## Start Supplied material

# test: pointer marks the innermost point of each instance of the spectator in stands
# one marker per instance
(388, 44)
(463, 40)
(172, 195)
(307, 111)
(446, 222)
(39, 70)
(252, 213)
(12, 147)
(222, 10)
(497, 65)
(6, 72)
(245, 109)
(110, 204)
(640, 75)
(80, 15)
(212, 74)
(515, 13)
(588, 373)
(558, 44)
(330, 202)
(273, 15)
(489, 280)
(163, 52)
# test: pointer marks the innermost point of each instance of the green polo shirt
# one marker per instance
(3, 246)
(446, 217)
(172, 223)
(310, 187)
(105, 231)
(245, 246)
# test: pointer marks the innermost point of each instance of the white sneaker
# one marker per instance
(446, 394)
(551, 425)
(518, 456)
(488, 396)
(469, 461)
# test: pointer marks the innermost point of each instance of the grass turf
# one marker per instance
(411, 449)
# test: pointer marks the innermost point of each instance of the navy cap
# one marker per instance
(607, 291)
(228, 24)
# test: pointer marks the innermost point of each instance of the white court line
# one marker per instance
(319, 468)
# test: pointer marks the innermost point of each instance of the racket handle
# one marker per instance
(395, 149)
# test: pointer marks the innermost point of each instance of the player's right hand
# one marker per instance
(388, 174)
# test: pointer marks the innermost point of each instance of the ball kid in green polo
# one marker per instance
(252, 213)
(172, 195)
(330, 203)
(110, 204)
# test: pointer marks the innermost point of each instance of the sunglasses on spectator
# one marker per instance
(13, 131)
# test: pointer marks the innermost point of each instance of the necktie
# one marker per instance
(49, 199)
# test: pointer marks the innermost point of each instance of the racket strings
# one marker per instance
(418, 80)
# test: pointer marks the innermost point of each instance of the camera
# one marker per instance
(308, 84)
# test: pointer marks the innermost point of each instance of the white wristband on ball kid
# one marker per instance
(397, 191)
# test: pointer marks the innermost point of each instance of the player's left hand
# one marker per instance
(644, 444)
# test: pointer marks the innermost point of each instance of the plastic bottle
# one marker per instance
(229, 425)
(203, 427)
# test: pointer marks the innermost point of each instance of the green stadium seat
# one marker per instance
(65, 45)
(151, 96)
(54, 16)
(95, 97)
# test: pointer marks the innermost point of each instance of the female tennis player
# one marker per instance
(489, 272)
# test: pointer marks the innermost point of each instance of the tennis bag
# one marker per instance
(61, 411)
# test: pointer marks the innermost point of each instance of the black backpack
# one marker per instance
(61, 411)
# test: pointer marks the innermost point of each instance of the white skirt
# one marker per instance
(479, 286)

## End Supplied material

▶ **Task goal**: Please convert all of the data above to a two-column CSV with the headers instruction and points, giving each text and its answer one row. Put each text and each answer in a single quoted field, with line breaks replaced by spaces.

▶ **Expected answer**:
instruction,points
"# test: pointer marks the innermost point of each instance of the spectator in stands # one marker per instance","(388, 44) (463, 40) (172, 195) (307, 111) (446, 222) (39, 70) (252, 213) (12, 147) (222, 10) (497, 65) (6, 72) (245, 109) (110, 204) (640, 75) (80, 15) (212, 74) (515, 13) (588, 373) (558, 44) (330, 202) (273, 15) (489, 280) (163, 52)"
"# test: pointer marks the innermost point of each instance of the green polo shirt # one marker per instance","(3, 246) (446, 217) (172, 223) (310, 187) (105, 231) (245, 246)"
"# test: pointer marks the innermost point of each instance of the white sneaker # one marker per instance","(446, 394) (551, 425) (518, 456) (488, 396) (469, 461)"
"# test: pointer marks the innermost point of each instance of the grass turf # one marker per instance","(411, 449)"
"# test: pointer marks the innermost point of each instance of the navy cap # one marker per instance","(607, 291) (228, 24)"
"# test: pointer marks the innermost point of each instance of the white court line # one marker per instance","(319, 468)"
"# test: pointer marks the innermost point of each instance of the racket handle # one marker per instance","(395, 149)"
"# test: pointer marks the innermost point of each instance of the player's right hand # one marker per instance","(388, 174)"
"# test: pointer marks the innermost point of each instance of the ball kid in green polo # one marker per instance","(252, 213) (172, 195) (330, 203) (110, 204)"
"# test: pointer marks the innermost point of each instance of the sunglasses on spectator # one marker per instance","(13, 131)"
"# test: pointer marks the innermost point of each instance of the necktie # one marker per instance","(49, 199)"
"# test: pointer marks the innermost point of each instance of the racket strings # one marker per instance","(418, 80)"
"# test: pointer marks the innermost point of each instance of the camera # one marker per instance","(308, 84)"
"# test: pointer marks the innermost point of each instance of the white wristband on ball kid # one marker per instance","(397, 191)"
"# test: pointer marks the innermost point of each instance of the player's left hand # one marker per instance","(644, 444)"
"# test: pointer marks the innermost point of each instance of the plastic bottle # one marker per instance","(229, 425) (203, 427)"
"# test: pointer marks the innermost point of each instance of the green stadium seat # one marker per instance","(65, 45) (151, 96) (54, 16) (95, 97)"
"# test: pointer marks the innermost point of each instance of the female tennis player # one marker per instance","(489, 272)"
"# test: pointer marks the innermost point of each instance of the tennis bag # one marker per instance","(61, 411)"
"# test: pointer marks the innermost point of each instance of the black backpack # one marker per instance","(61, 411)"
"# test: pointer marks the innermost point of each instance of the white skirt # one marker per instance","(479, 286)"